Requirements:
Return each line of the listing below that contains the string "stool", copied without any changes.

Image boundary annotation data:
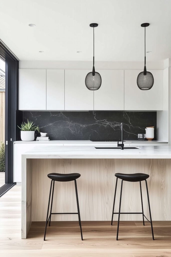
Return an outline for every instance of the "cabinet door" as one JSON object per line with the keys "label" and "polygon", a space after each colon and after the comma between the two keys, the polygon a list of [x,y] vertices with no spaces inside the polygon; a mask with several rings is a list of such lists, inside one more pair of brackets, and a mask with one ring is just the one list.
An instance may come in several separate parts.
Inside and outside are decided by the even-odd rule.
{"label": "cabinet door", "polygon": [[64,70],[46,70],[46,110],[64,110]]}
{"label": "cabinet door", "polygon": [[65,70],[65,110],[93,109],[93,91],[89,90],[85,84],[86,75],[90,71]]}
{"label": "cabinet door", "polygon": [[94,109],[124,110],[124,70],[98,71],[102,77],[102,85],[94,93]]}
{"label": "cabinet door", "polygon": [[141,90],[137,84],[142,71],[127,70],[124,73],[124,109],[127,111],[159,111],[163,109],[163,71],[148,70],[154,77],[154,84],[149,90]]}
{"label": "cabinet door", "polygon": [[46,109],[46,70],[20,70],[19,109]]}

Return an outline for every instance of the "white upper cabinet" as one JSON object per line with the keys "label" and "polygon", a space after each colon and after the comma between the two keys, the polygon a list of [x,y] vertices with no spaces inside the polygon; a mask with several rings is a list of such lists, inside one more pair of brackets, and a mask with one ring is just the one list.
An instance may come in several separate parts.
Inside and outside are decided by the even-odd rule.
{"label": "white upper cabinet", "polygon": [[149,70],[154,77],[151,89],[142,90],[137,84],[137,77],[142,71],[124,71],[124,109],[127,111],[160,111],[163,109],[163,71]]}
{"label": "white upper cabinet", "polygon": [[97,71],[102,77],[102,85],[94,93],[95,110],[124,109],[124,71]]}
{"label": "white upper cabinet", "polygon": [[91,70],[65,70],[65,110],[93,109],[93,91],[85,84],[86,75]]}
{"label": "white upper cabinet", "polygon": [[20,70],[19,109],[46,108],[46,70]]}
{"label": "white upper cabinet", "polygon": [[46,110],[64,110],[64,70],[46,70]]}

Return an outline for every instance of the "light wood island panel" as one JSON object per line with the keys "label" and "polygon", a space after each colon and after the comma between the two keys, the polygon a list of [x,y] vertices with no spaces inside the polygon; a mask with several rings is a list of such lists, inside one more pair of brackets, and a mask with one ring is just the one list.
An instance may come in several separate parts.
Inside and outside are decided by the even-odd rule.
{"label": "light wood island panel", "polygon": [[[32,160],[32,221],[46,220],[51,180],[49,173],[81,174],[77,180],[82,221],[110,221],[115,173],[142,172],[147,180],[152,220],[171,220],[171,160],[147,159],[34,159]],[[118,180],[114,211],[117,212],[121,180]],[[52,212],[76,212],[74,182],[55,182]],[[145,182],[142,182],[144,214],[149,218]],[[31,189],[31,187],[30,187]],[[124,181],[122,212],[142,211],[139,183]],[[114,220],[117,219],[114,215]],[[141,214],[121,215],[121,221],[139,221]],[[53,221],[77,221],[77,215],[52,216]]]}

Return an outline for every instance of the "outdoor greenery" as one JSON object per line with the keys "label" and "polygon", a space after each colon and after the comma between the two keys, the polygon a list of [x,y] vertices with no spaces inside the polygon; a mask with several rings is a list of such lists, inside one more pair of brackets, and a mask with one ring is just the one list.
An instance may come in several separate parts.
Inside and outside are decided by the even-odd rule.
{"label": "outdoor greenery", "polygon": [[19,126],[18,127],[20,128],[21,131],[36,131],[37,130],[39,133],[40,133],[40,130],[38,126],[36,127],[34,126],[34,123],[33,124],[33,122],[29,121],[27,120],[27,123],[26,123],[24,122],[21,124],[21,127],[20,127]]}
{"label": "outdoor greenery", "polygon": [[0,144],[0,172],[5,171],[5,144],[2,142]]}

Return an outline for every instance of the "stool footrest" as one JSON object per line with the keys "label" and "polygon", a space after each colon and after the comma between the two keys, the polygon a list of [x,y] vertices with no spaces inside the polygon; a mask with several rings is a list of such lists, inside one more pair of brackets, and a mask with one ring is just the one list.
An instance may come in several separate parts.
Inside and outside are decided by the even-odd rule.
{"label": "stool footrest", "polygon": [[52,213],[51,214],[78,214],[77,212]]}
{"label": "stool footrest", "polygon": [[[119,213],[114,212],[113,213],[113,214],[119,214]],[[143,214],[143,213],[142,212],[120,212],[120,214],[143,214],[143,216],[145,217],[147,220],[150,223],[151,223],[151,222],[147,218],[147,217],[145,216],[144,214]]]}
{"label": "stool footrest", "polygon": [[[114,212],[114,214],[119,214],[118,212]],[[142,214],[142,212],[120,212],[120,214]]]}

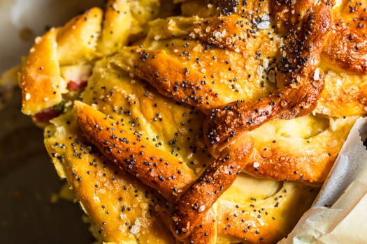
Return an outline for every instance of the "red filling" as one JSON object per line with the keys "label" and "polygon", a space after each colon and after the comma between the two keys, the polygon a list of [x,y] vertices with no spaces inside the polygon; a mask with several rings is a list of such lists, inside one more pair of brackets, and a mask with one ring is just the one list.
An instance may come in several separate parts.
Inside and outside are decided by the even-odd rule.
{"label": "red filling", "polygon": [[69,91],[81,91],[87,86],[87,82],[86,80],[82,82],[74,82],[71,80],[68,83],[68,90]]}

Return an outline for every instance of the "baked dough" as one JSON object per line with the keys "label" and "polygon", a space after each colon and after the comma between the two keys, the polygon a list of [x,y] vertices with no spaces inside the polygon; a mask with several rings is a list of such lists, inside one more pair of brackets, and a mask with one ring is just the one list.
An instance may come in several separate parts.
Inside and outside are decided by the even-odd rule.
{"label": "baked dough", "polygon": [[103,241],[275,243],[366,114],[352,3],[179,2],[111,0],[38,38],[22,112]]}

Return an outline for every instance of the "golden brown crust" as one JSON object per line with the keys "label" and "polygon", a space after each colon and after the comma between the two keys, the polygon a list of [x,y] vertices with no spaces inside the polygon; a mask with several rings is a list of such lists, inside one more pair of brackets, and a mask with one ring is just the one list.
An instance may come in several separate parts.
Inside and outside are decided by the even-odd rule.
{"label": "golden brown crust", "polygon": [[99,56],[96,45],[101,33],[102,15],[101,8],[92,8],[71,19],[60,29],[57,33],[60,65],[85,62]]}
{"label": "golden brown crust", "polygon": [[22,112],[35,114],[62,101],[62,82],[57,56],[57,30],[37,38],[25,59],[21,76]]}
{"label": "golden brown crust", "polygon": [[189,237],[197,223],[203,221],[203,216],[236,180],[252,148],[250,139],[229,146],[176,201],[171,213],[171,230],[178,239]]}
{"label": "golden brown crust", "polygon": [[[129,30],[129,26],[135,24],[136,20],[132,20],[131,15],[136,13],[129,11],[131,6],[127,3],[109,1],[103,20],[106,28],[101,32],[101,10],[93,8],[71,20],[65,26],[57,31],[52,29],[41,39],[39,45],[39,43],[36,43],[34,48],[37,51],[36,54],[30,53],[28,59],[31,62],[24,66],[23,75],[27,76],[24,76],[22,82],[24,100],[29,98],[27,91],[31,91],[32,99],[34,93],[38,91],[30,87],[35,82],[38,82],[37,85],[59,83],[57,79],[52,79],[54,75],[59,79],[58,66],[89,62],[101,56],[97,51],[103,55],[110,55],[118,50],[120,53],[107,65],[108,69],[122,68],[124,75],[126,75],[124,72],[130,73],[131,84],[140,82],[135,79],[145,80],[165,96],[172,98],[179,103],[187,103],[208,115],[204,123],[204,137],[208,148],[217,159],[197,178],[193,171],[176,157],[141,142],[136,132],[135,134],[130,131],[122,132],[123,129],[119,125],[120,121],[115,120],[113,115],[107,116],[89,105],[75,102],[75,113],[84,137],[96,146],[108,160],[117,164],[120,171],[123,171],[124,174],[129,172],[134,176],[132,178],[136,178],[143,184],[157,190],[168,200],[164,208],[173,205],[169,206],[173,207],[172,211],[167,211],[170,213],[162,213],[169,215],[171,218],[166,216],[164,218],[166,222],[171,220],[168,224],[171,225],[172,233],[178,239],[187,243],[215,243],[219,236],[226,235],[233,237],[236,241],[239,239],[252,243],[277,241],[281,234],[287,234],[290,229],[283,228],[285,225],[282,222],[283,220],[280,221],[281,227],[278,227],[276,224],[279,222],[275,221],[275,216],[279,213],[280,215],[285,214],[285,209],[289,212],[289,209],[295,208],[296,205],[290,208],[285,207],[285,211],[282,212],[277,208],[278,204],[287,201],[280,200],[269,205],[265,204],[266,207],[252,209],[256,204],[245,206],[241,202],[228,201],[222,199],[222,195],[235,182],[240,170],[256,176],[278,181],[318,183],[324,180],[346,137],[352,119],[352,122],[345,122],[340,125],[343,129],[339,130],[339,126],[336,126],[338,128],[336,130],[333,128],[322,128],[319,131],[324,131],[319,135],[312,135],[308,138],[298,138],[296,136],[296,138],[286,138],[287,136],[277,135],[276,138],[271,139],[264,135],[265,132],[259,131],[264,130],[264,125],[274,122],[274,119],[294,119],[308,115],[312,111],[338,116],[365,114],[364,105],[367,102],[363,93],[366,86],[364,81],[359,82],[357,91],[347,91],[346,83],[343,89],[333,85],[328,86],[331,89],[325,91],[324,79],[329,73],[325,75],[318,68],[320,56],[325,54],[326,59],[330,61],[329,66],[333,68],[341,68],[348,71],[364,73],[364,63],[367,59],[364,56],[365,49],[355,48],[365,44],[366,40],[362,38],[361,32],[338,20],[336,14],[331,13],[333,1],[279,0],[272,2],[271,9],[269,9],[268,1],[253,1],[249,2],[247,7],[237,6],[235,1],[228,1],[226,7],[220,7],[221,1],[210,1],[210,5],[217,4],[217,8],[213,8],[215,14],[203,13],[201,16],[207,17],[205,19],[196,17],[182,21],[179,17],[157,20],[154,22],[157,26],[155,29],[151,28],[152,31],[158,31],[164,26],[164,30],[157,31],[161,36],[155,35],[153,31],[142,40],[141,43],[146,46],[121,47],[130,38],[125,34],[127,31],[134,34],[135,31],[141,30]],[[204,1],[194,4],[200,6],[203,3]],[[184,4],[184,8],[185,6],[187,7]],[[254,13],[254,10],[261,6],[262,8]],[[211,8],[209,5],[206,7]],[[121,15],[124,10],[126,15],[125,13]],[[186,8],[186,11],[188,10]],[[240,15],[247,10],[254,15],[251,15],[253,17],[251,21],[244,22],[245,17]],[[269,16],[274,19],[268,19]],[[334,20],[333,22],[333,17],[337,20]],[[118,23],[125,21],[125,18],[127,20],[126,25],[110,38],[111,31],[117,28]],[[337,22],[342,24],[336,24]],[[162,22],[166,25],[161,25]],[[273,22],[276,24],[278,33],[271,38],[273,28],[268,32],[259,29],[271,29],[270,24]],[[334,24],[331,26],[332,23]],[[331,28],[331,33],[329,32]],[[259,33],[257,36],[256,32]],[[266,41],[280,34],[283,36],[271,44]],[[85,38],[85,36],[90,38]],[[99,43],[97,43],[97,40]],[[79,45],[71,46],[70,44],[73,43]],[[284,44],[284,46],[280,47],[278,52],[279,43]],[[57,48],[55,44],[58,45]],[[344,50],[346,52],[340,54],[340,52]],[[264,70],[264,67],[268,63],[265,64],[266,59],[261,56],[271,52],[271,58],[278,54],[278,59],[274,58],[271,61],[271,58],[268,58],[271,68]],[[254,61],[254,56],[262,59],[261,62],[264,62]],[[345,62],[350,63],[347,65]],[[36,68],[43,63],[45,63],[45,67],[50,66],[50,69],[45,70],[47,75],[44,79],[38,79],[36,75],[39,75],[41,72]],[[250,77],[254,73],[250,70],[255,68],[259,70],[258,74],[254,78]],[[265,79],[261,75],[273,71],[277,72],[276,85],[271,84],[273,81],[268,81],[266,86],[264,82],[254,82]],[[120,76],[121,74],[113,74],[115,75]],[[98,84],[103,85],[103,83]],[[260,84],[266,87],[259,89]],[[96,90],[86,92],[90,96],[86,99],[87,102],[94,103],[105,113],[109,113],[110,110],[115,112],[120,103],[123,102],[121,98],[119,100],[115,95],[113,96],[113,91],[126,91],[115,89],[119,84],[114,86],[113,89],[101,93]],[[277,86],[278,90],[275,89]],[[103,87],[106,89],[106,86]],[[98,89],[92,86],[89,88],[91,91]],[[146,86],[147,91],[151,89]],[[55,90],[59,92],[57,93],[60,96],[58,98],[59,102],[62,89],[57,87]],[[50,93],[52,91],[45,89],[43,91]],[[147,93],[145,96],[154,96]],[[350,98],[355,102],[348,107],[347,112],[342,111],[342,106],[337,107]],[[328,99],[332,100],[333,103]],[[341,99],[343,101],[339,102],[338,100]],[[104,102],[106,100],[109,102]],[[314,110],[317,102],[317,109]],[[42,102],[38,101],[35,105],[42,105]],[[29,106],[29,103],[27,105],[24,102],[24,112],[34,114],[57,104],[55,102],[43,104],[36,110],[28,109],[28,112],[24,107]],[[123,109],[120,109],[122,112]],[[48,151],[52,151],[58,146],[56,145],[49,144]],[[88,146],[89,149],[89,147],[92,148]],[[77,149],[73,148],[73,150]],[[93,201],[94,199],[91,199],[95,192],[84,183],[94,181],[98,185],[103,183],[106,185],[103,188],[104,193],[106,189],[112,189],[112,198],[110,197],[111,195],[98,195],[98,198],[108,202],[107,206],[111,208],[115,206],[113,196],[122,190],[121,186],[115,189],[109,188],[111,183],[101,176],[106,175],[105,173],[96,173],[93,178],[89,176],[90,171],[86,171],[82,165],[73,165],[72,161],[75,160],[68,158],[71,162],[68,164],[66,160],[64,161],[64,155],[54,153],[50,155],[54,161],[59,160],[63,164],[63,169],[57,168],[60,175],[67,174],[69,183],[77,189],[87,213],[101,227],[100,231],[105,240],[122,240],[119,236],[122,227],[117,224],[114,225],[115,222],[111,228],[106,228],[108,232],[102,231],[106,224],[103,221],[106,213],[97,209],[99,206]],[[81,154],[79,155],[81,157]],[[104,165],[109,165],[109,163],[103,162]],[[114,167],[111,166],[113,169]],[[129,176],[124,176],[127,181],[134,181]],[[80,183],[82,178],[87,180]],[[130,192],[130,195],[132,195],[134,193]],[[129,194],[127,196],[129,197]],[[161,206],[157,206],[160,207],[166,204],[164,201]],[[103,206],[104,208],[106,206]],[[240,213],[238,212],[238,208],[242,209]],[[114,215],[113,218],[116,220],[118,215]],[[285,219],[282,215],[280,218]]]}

Answer to this problem:
Return an outline for every instance of the "stool footrest" as one JSON object per line with the keys "label" and "polygon", a space after each colon and after the comma between the two keys, the polygon a list of [x,y] vertices with no spaces inside the polygon; a mask with several rings is a list of such lists, inside one more pair of brackets, and a mask with one ring is just the one list.
{"label": "stool footrest", "polygon": [[52,213],[51,214],[78,214],[77,212]]}
{"label": "stool footrest", "polygon": [[[119,213],[114,212],[113,213],[113,214],[119,214]],[[143,214],[143,213],[142,212],[120,212],[120,214],[143,214],[143,216],[145,217],[147,220],[150,223],[151,223],[151,222],[147,218],[147,217],[145,216],[144,214]]]}
{"label": "stool footrest", "polygon": [[[114,212],[114,214],[119,214],[118,212]],[[142,214],[142,212],[120,212],[120,214]]]}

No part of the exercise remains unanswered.